**Task instructions:** Whenever a line contains "each", include it in the count; reply with the number of such lines in the data and nothing else.

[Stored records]
◇ ◇ ◇ ◇

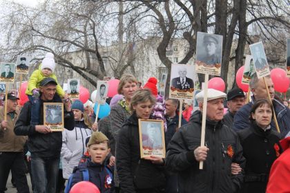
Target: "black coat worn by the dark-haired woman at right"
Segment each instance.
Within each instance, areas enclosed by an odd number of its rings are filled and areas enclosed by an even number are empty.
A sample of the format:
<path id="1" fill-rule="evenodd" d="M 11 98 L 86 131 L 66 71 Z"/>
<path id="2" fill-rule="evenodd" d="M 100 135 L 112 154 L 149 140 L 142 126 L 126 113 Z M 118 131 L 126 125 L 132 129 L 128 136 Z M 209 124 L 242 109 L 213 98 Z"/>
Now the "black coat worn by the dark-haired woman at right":
<path id="1" fill-rule="evenodd" d="M 242 192 L 266 192 L 271 165 L 282 150 L 277 146 L 280 134 L 274 130 L 262 130 L 255 121 L 251 121 L 250 128 L 238 132 L 243 148 L 245 167 L 244 186 Z M 274 145 L 278 147 L 278 154 Z"/>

◇ ◇ ◇ ◇

**Solution to the problem:** 2